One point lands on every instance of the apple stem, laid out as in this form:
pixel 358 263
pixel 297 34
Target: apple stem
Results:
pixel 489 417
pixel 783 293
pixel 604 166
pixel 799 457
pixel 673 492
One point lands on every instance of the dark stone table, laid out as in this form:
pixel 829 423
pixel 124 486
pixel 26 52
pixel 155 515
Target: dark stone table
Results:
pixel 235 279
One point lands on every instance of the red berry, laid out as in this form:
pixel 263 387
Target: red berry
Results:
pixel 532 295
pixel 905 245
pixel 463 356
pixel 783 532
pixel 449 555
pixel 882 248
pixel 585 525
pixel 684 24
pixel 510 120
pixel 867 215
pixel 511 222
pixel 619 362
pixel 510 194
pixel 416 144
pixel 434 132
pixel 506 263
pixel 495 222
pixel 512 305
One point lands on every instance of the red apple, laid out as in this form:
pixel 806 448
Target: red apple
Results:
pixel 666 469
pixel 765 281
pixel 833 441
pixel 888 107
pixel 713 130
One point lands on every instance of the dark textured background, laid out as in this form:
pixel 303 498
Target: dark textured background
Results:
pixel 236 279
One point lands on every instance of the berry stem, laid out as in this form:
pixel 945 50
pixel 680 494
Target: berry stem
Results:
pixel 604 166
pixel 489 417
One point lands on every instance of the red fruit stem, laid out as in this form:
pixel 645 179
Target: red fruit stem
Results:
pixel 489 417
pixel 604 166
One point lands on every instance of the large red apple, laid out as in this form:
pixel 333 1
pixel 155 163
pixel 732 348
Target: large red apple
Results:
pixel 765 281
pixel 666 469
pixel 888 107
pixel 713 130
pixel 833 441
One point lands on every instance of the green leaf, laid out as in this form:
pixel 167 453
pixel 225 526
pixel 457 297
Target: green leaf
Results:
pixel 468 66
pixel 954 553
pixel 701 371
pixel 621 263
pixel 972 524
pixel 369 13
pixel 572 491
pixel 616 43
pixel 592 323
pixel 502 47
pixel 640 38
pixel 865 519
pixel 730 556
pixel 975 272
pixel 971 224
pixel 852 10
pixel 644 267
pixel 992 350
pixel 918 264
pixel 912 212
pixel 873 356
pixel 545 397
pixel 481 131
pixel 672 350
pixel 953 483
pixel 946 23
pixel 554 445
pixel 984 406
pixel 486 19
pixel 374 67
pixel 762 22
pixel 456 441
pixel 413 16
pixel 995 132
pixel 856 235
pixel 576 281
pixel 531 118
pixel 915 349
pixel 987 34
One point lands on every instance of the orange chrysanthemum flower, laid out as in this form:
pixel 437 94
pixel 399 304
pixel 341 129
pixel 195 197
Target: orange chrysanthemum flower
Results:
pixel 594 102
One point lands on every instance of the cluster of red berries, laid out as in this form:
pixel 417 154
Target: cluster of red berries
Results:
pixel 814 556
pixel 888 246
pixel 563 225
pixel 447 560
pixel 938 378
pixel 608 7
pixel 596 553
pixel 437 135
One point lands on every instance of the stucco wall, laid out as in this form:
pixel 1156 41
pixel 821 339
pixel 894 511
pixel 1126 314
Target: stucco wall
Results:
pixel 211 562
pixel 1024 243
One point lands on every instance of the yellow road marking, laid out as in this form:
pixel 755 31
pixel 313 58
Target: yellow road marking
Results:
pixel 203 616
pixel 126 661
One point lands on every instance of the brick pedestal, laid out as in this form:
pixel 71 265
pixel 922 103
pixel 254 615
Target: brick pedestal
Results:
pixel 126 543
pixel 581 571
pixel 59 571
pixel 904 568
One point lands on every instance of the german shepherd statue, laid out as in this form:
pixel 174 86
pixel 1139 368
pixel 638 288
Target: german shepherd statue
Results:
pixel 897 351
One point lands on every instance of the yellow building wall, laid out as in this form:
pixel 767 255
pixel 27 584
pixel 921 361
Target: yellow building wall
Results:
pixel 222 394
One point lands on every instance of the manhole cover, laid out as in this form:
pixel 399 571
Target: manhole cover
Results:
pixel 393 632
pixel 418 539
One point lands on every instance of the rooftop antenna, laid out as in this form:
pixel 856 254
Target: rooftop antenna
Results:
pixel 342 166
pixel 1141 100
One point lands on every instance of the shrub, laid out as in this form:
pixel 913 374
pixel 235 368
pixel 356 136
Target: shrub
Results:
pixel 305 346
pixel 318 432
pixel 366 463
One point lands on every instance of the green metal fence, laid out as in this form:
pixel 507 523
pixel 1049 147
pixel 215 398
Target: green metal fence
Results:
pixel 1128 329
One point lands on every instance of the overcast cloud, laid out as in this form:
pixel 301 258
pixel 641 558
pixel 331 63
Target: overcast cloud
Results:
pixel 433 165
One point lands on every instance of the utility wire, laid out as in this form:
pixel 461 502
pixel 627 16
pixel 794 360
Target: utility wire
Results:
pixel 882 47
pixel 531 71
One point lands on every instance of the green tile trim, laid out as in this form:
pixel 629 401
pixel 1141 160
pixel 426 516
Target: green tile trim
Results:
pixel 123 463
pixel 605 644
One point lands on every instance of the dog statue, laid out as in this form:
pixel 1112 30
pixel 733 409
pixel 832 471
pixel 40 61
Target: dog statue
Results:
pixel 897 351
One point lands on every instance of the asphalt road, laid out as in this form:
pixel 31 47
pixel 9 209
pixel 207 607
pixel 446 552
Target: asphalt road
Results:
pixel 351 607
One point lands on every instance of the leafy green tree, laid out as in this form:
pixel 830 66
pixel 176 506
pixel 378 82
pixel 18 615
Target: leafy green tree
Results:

○ ○ ○ ○

### Exercise goal:
Transcribe the records above exactly as they appear.

### Answer below:
One point lands on every instance of the apple stem, laid out as in this form:
pixel 358 263
pixel 297 34
Target: apple stem
Results:
pixel 489 417
pixel 783 293
pixel 604 166
pixel 799 457
pixel 673 492
One point lands on every instance of the dark stone table, laid out as in this form:
pixel 829 423
pixel 124 486
pixel 26 52
pixel 155 515
Target: dark stone table
Results:
pixel 235 279
One point lands on every instance of the red berry, laid out as in this form:
pixel 263 387
Target: red berry
Results:
pixel 532 295
pixel 905 245
pixel 463 356
pixel 783 532
pixel 449 555
pixel 882 248
pixel 585 525
pixel 684 24
pixel 510 120
pixel 867 215
pixel 511 222
pixel 619 362
pixel 510 194
pixel 416 144
pixel 434 132
pixel 506 263
pixel 495 222
pixel 512 305
One point lands on every instance of the red apple, laid out as in this form:
pixel 806 448
Target: red apple
Results:
pixel 666 469
pixel 765 281
pixel 833 441
pixel 888 107
pixel 713 130
One point lands on every instance of the dark textured background, laid out as in this form:
pixel 303 498
Target: dark textured background
Results:
pixel 236 279
One point lands on every instance of the berry stem, laid out as in this form:
pixel 945 50
pixel 680 494
Target: berry stem
Results:
pixel 604 166
pixel 489 417
One point lands on every instance of the red fruit stem, laid out as in this form:
pixel 645 179
Target: red fruit stem
Results:
pixel 489 417
pixel 604 166
One point lands on every instance of the large red apple, laid out as in this form:
pixel 333 1
pixel 155 163
pixel 732 348
Target: large red apple
Results:
pixel 765 281
pixel 666 469
pixel 888 107
pixel 713 130
pixel 833 441
One point lands on every instance of the green leaf, laid out as in this form:
pixel 167 453
pixel 225 526
pixel 457 297
Target: green leaf
Results:
pixel 468 66
pixel 954 553
pixel 701 371
pixel 621 263
pixel 972 524
pixel 369 13
pixel 572 491
pixel 616 43
pixel 592 323
pixel 502 47
pixel 640 38
pixel 865 519
pixel 730 556
pixel 975 272
pixel 971 224
pixel 852 10
pixel 644 267
pixel 992 350
pixel 918 264
pixel 912 212
pixel 873 356
pixel 545 397
pixel 481 131
pixel 672 350
pixel 953 483
pixel 946 23
pixel 554 445
pixel 984 406
pixel 486 19
pixel 374 67
pixel 762 22
pixel 456 441
pixel 413 16
pixel 995 132
pixel 856 235
pixel 576 281
pixel 531 118
pixel 915 349
pixel 987 34
One point lands on every instance of the orange chrysanthemum flower, laid out as in this form:
pixel 437 94
pixel 399 304
pixel 341 129
pixel 195 197
Target: orange chrysanthemum flower
Results:
pixel 594 102
One point lands on every instance of the cluster of red berries, laid out as in this form:
pixel 417 154
Target: cluster of red berries
Results:
pixel 814 556
pixel 888 246
pixel 563 225
pixel 447 560
pixel 938 378
pixel 608 7
pixel 596 553
pixel 437 135
One point lands on every instance of the stucco wall, laid out as in this form:
pixel 1156 41
pixel 821 339
pixel 894 511
pixel 1126 314
Target: stucco wall
Results:
pixel 211 562
pixel 1024 243
One point lands on every instance of the yellow road marking, laid out as in this form:
pixel 755 31
pixel 313 58
Target: yellow road marking
Results:
pixel 203 616
pixel 126 661
One point lands on every instance of the brick pedestal, laid out as in this form:
pixel 71 265
pixel 922 103
pixel 254 615
Target: brick pedestal
Results:
pixel 126 543
pixel 581 571
pixel 59 571
pixel 904 568
One point lands on every instance of the german shepherd statue, laid out as in this form:
pixel 174 86
pixel 1139 368
pixel 638 288
Target: german shepherd statue
Results:
pixel 897 351
One point lands on every instance of the yellow building wall, laid out as in this form:
pixel 767 255
pixel 27 584
pixel 921 361
Target: yellow building wall
Results:
pixel 222 394
One point lands on every instance of the manhole cover, laid out as in this form:
pixel 399 571
Target: manhole cover
Results:
pixel 393 632
pixel 418 539
One point lands on every instance of the rooftop antenna, laid out as in this form:
pixel 856 254
Target: rooftop antenna
Results:
pixel 342 166
pixel 1141 100
One point lands on every instance of the shrub, laid out as in this form:
pixel 913 374
pixel 235 368
pixel 356 136
Target: shrub
Results:
pixel 305 346
pixel 318 432
pixel 366 463
One point lands on every instance of the green metal fence, laid out as in this form:
pixel 507 523
pixel 1049 147
pixel 215 398
Target: green metal fence
Results:
pixel 1128 329
One point lands on every instance of the overcast cloud, laid out as in this form:
pixel 301 258
pixel 641 558
pixel 331 63
Target: overcast cloud
Results:
pixel 433 165
One point lands on every instance of the utility wire, laid out as in this form:
pixel 461 502
pixel 627 16
pixel 794 360
Target: utility wire
Results:
pixel 882 47
pixel 531 71
One point lands on every instance of the green tile trim, laid out as in this form:
pixel 629 401
pixel 1141 160
pixel 426 516
Target: green tile trim
Results:
pixel 123 463
pixel 605 644
One point lands on every instance of the dog statue, laid out as in this form:
pixel 1112 30
pixel 733 409
pixel 832 471
pixel 40 61
Target: dog statue
Results:
pixel 897 351
One point lands on every instance of the asphalt road, laid out as in this form:
pixel 31 47
pixel 9 209
pixel 207 607
pixel 446 552
Target: asphalt road
Results:
pixel 351 607
One point lands on every instance of the leafy green tree, laid out as in this form:
pixel 830 66
pixel 176 506
pixel 378 82
pixel 18 615
Target: leafy green tree
Results:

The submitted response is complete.